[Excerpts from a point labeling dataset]
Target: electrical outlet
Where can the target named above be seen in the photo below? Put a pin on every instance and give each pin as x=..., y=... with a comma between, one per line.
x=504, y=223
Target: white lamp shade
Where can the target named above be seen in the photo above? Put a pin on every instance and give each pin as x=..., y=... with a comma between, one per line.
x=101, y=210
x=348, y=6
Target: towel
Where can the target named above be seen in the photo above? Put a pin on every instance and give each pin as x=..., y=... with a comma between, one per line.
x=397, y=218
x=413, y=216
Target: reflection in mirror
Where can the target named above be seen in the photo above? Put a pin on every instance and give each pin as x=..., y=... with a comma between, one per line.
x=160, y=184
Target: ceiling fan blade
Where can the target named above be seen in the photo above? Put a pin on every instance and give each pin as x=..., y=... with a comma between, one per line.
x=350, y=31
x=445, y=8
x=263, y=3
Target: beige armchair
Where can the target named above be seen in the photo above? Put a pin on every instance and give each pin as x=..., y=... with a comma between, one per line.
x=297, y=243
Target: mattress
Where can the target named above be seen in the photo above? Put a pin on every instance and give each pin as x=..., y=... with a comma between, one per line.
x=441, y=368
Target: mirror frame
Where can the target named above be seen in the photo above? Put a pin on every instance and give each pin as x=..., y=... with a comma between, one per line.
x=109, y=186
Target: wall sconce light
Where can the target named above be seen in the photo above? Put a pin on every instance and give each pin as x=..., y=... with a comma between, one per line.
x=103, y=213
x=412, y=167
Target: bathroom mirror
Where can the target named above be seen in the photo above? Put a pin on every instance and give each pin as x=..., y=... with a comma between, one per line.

==

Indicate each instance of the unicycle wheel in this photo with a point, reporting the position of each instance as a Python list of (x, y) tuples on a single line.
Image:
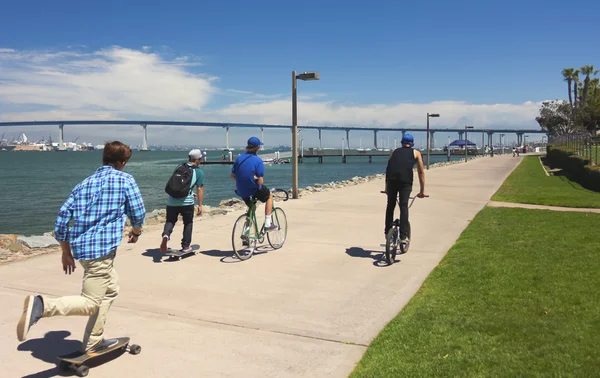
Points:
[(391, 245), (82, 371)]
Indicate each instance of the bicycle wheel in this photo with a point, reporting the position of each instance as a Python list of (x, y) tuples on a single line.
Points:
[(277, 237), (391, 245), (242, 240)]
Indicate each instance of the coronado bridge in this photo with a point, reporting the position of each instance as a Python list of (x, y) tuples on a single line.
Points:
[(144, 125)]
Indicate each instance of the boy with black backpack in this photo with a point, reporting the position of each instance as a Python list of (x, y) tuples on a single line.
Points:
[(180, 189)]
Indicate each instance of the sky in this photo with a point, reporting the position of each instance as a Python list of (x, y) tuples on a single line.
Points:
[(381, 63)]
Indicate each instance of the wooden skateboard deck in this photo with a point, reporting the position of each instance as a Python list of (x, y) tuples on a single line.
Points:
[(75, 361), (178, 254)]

Given exercise:
Copy the lines that begin at the line containing "Indicate each instance of the wooden" and stop after the line containing "[(75, 361), (178, 254)]", requests included, but offset each coordinate in the answers by adding 108.

Answer to the task:
Indicate each instance of the wooden skateboard deck in this photo with a point, reporting the position of each instance as a Python list of (x, y) tuples on a single line.
Points:
[(183, 469), (286, 362)]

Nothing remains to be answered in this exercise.